[데이터셋 레코드]
┌──

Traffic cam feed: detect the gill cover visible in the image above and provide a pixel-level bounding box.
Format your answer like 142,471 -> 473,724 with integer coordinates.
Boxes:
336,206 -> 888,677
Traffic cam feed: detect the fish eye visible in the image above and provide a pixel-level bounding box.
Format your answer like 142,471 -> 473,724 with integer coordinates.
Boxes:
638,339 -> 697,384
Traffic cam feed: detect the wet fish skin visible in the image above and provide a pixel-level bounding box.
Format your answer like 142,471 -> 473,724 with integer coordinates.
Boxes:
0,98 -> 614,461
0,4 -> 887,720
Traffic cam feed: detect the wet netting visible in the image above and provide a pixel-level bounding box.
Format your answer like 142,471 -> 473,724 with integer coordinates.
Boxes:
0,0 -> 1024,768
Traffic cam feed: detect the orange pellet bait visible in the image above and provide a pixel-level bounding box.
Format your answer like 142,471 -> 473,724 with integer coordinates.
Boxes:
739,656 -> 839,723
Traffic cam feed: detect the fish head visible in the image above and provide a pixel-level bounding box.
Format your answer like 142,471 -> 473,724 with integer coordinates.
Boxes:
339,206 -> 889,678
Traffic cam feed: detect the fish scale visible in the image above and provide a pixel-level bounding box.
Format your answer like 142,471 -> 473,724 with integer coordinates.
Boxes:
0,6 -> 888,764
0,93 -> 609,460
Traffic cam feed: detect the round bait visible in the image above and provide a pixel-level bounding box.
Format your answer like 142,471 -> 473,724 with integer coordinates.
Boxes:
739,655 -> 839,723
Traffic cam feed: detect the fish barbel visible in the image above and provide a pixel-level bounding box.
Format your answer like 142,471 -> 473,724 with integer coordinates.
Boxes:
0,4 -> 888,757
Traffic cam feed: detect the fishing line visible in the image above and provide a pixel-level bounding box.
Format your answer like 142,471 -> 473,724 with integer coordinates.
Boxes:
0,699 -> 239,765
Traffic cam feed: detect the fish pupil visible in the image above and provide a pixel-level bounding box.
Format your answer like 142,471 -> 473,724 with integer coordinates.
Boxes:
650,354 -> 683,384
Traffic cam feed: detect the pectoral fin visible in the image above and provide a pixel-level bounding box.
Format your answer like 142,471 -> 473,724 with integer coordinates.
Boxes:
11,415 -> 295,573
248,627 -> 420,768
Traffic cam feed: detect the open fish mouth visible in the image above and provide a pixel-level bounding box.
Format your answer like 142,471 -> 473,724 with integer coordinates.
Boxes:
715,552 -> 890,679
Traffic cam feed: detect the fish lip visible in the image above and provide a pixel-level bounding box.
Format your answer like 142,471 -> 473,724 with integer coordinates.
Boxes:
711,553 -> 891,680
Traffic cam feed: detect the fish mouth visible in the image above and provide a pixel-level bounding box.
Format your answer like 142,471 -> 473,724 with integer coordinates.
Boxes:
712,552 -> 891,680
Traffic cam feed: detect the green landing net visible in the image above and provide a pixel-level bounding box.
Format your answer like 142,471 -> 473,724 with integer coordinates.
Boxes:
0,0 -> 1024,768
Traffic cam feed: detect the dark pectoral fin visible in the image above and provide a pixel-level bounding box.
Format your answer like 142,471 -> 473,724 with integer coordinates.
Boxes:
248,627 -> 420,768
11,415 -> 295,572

└──

◆ 연습 과제
위 레코드의 모든 줄을 하나도 빠짐없이 추출해 원래 순서대로 한 글자도 바꾸지 말고 옮겨 적으세요.

◆ 결과
Traffic cam feed: detect the gill cover visible in the image above and provide a pixel-level bounding box.
Format your answer like 142,471 -> 473,724 with integer coordinates.
Boxes:
336,206 -> 888,677
Traffic cam feed: detect the fish eye visible in the image above and provide a pixel-level bounding box.
Format your answer like 142,471 -> 473,724 with integer coordinates.
Boxes:
638,339 -> 697,384
Traffic cam feed: detect the wet fish skin visible in the image above and provide a pixel-level bounding box.
Format your answer like 142,471 -> 473,724 with integer coordinates.
Boxes:
0,98 -> 614,461
0,4 -> 887,720
Traffic cam feed: detect the wet netting visible in the image above and provide a pixel-level bounding box.
Format your answer like 142,471 -> 473,724 with integer coordinates.
Boxes:
0,0 -> 1024,768
Traffic cam feed: detect the orange pellet bait visible in the image above and provide a pixel-level bounding box.
Format your answer like 142,471 -> 473,724 with integer coordinates.
Boxes:
739,656 -> 839,723
Traffic cam feed: detect the fish head visible in the image above and provide a pixel-level bounding box.
Format your answer like 142,471 -> 473,724 with integer coordinates.
Boxes:
339,206 -> 889,678
Traffic cam feed: detect the fish scale visible in the image above and provide a pixel-level bounding box.
Format your answer like 142,471 -> 473,724 with integer coordinates.
Boxes:
0,6 -> 888,764
0,93 -> 609,460
Traffic cam feed: detect the round bait visible in the image above and provide a pixel-level bounding box.
Format your answer like 142,471 -> 473,724 with integer coordinates.
Boxes:
739,655 -> 839,723
Traffic cam feed: detect the fish barbel visible in the image above and provide a pixel-level bounding box.
Format your answer like 142,471 -> 473,724 with integer coordinates.
Boxes:
0,4 -> 888,757
Traffic cam feed: detect the fishing line visible in the image above and provide a pixel-level bounding box.
Format your answer like 142,471 -> 473,724 with integer coordinates.
Boxes:
0,699 -> 239,765
Traffic cam feed: detect the fish pupil visible in the image above and provide a pixel-level bounding box.
Format your answer like 142,471 -> 473,724 with integer coordinates.
Boxes:
650,354 -> 683,384
Traffic cam feed: detect the pectoral fin visible in the image above and provide a pixel-level bounding box.
Format your answer like 142,471 -> 473,724 with integer coordinates.
Boxes:
11,415 -> 295,573
248,627 -> 420,768
Traffic cam feed: detect the open fish mouth visible in the image above and provide a pixel-level bounding box.
Format your answer like 142,471 -> 473,724 with integer coordinates.
Boxes:
715,552 -> 890,679
Traffic cam feed: detect the fish lip visible in the image above and provide a pixel-level bounding box.
Format your answer like 142,471 -> 473,724 with integer coordinates.
Boxes:
711,553 -> 891,680
Traffic cam feed: detect the fish mouth visible in the image above and provide a pixel-level bounding box.
Format your answer like 142,471 -> 473,724 with integer coordinates.
Boxes:
712,552 -> 891,680
Traffic cam feed: detect the green landing net visible in the image above and provide a pixel-level bounding box.
Format your answer like 142,471 -> 473,724 with integer coordinates.
Boxes:
0,0 -> 1024,768
Traffic cam feed: detect the dark pectoral fin visible in the image above and provide a pixel-level bounding box.
Format your answer like 142,471 -> 473,724 with integer coordinates.
Boxes:
248,627 -> 420,768
11,415 -> 295,572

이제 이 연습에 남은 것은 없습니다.